> _Task to carry out_
Transcribe the lines from the one containing "Where can the small" to the last line, inclusive, word for word. Include no pictures.

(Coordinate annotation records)
===============
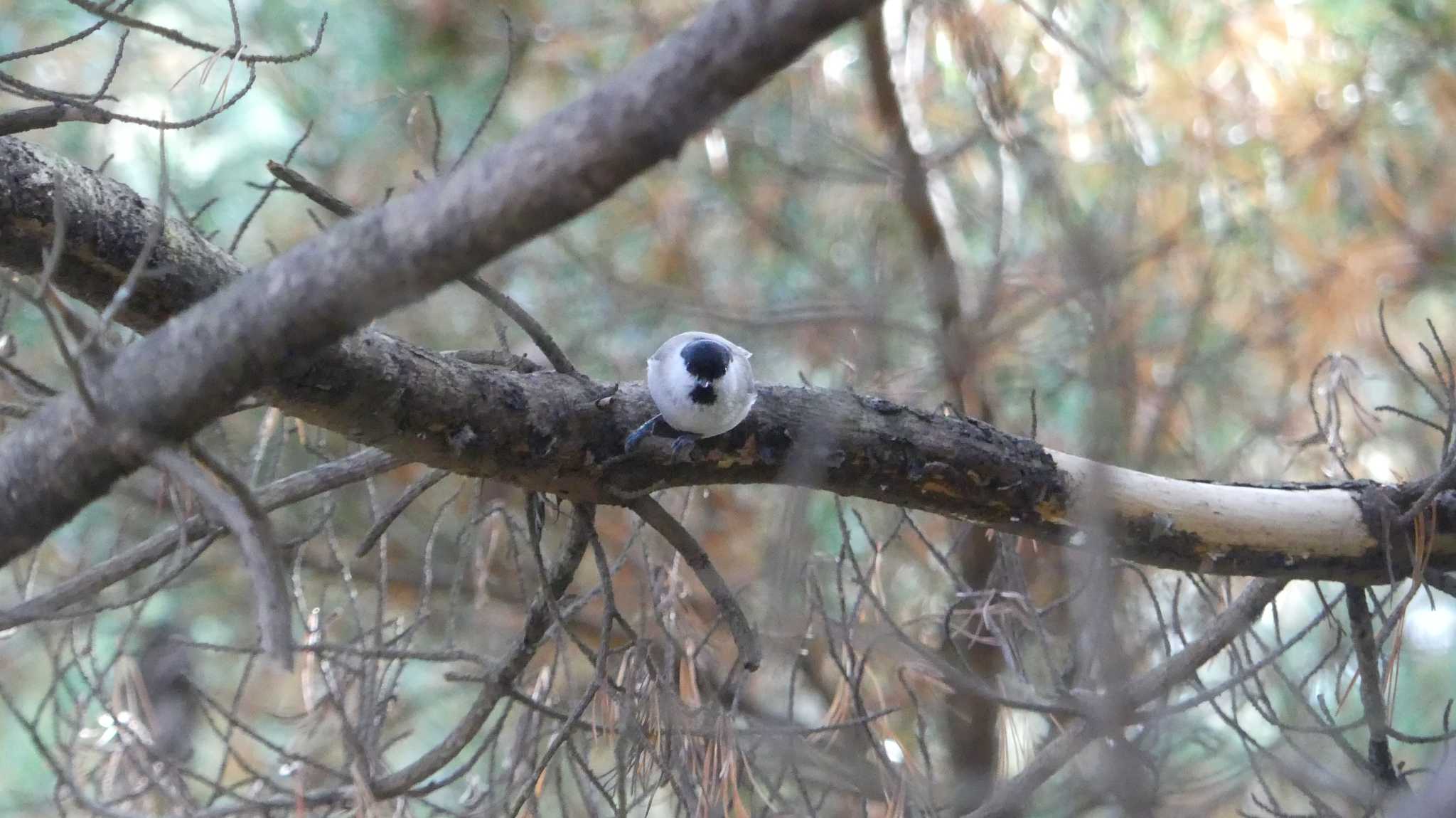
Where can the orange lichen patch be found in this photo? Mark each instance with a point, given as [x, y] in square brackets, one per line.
[744, 456]
[936, 487]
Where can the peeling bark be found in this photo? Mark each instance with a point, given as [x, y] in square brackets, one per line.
[547, 431]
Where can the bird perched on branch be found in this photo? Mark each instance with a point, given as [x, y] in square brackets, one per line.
[702, 386]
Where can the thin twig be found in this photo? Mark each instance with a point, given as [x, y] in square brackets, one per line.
[743, 635]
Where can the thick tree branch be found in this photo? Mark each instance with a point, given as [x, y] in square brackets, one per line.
[191, 368]
[547, 432]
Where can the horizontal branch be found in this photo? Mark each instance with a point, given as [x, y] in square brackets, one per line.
[548, 432]
[560, 434]
[252, 332]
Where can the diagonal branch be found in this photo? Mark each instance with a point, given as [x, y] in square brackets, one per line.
[188, 371]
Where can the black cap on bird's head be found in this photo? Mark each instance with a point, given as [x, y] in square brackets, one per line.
[707, 360]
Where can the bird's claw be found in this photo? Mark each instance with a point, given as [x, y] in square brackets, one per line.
[683, 443]
[641, 432]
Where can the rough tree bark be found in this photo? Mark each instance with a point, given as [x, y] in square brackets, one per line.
[216, 336]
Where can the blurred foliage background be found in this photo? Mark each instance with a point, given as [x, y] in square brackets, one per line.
[1254, 178]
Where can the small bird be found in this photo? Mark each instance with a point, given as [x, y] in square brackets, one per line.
[702, 386]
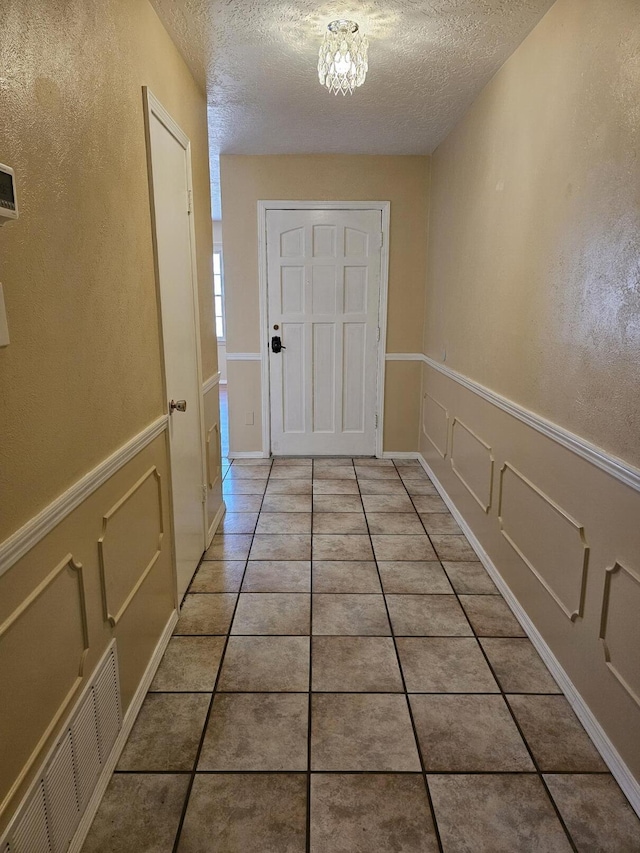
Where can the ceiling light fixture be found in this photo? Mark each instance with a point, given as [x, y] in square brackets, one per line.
[342, 62]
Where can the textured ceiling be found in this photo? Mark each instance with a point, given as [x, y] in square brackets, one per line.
[428, 60]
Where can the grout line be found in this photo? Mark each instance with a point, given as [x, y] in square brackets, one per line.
[208, 715]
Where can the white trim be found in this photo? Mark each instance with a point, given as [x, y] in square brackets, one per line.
[216, 522]
[612, 758]
[612, 465]
[20, 542]
[385, 210]
[127, 724]
[243, 356]
[211, 382]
===============
> _Worked answer_
Where can the small bird be found in this photo? Mark each instance with a point, given as [x, y] in square brackets, one per line.
[702, 386]
Where can the ceiling light fixture be found in this photo? Mark each instance with a point, given as [x, y] in square brackets, one per line.
[342, 62]
Where can the textured ceiling be found in this photo? Mark each instance with a point, given as [x, y] in square brackets, one per line.
[428, 60]
Where can the grout line be found in this photo? Mark each instance with a point, given as [x, y] in square brackets, one per line.
[208, 715]
Where can the white trim be found in this photo? Mark each instance with a point, given as [x, y] in square brackets, one per line.
[216, 522]
[612, 758]
[612, 465]
[20, 542]
[385, 210]
[127, 724]
[243, 356]
[211, 382]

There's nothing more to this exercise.